====== SOURCE DOCUMENT

A mental model is a cognitive construct that describes a person’s understanding of a particular content domain in the world. Mental models are cognitive representations of reality, or ways in which reality is codified in terms of how one understands it. It is an explanation of someone’s thought process for how something works in the real world. Mental models are the internal representations of situations, both real and imaginary (Johnson-Laird & Byrne, 2002), that people use to understand specific phenomena. Johnson-Laird (1983) proposed that mental models are the basic structure of cognition and “play a central and unifying role in representing objects, states of affairs, sequences of events, the way the world is, and the social and psychological actions of daily life” (p. 397). Mental models affect what we see in situations and create reinforcing patterns of behavior.

According to cognitive schema theory, people draw from their prior experiences, training and instruction to develop mental models that provide the framework for understanding events (Anderson, 2004; Norman, 1988). The mind constructs mental models as a result of perception, imagination and knowledge, and the understanding of discourse. Mental models represent our assumptions and beliefs about how the world around us works and influence a person’s judgment and decision making. Gentner and Stevens (1983) noted that these internal models provide predictive and explanatory power for understanding interactions with the world around us. Mental models allow people to describe and understand phenomena, draw inferences, make predictions, decide which actions to take, and experience events vicariously (Johnson-Laird, 1983).

Barnes (1992) suggested that one’s mental model is organized in “frames” or clustered sets of expectations. Teachers’ professional frames are both individually and socially derived – shaped by experiences as well as expectations and values (from the outside as well as the inside). These clustered sets of expectations or frames, similar to mental models, may provide valuable insights into the beliefs that teachers hold about the teaching and learning of science. Norman (1983) suggested that mental models may represent one’s belief system, holding predictive and explanatory power. An organized collection of individual beliefs can be viewed as forming a mental model (Chi, 2008). The visible part of the cycle, behavior, reinforces the invisible part, the beliefs or mental models.

Mental model formation depends heavily on the conceptualizations brought to a task and includes our views, beliefs, and attitudes concerning the world, ourselves as learners or teachers, our capabilities and prior experiences, the tasks we undertake, the issues we confront, and the strategies we employ. Our mental ­models (or schemas) affect how we interpret new concepts and events. As such, mental models are important because one’s beliefs, expectations, and interactions with those systems profoundly influence one’s ultimate actions with regard to those systems (Norman, 1983). Hence, mental models are dynamic and can be changed by experience or expectations.

============
====== AVAILABLE DATA

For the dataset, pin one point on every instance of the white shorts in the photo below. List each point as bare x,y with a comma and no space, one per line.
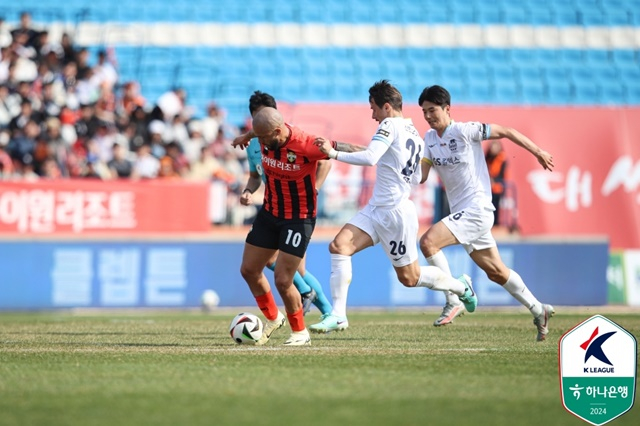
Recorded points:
395,228
472,227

============

Could you rewrite the text on mental models, starting with "A mental model is" and going on through "patterns of behavior.", so that "internal representations" becomes "inner representations"?

- **FINISHED TASK**
A mental model is a cognitive construct that describes a person’s understanding of a particular content domain in the world. Mental models are cognitive representations of reality, or ways in which reality is codified in terms of how one understands it. It is an explanation of someone’s thought process for how something works in the real world. Mental models are the inner representations of situations, both real and imaginary (Johnson-Laird & Byrne, 2002), that people use to understand specific phenomena. Johnson-Laird (1983) proposed that mental models are the basic structure of cognition and “play a central and unifying role in representing objects, states of affairs, sequences of events, the way the world is, and the social and psychological actions of daily life” (p. 397). Mental models affect what we see in situations and create reinforcing patterns of behavior.